**Task description:**
Please set down every line of the records below exactly, without the pictures.
··· Data for the task ···
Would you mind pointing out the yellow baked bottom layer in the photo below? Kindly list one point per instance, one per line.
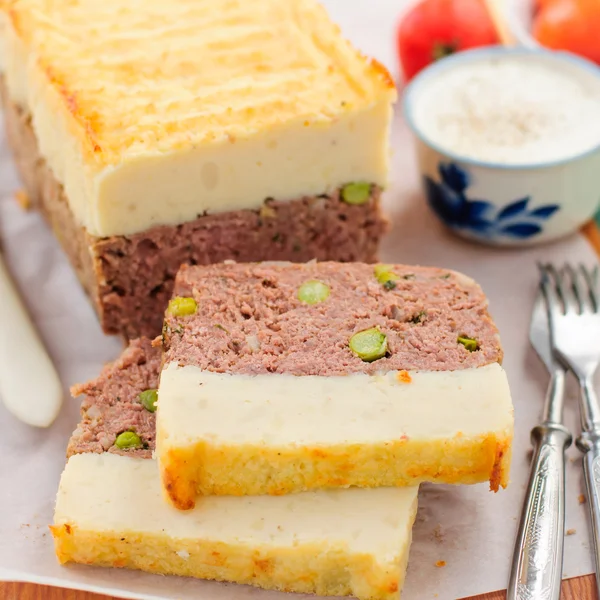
(205, 469)
(310, 569)
(110, 512)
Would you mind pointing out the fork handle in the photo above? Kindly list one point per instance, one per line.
(536, 570)
(589, 444)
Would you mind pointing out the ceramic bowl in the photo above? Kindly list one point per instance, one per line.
(500, 204)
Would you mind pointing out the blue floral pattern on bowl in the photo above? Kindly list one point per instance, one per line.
(449, 200)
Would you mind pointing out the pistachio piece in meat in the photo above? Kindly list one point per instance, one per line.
(182, 306)
(369, 345)
(356, 193)
(471, 344)
(148, 399)
(128, 440)
(313, 292)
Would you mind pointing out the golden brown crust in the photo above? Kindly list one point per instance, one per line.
(129, 278)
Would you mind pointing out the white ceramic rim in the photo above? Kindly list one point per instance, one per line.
(516, 24)
(478, 54)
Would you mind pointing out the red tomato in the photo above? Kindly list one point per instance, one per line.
···
**Task response:**
Would you mind pointing out the yellow baked bottom layer in the photo below? Kindly list one point per instance, one per line.
(205, 469)
(310, 569)
(110, 512)
Would you mind pointing out the fork handle in the photo above? Kindly list one point per instance, one per line.
(536, 570)
(589, 444)
Would you mind pointing out the ceramic bowl in the photo above? Kindly list one point per instance, one per line.
(500, 204)
Would you mind pointing out the blue floral pattern on bowl in the photo above? Kindly list one point per instance, one per line.
(449, 200)
Would you mind pointing out the pistachio piece in meat in the photo above? Kindly list one point per instance, one per line.
(182, 306)
(369, 345)
(356, 193)
(471, 344)
(148, 399)
(128, 440)
(313, 292)
Would you mind pointing out the golden brown crust in the photo above? Kindly list one point per instance, one per line.
(129, 278)
Would you mind pointing out the white ceramic rim in the photo above? Kindly list one point per instance, one per line.
(516, 24)
(478, 54)
Would you mind pointing out the red tomato in the photo above? Kindly list one point per instance, one per line.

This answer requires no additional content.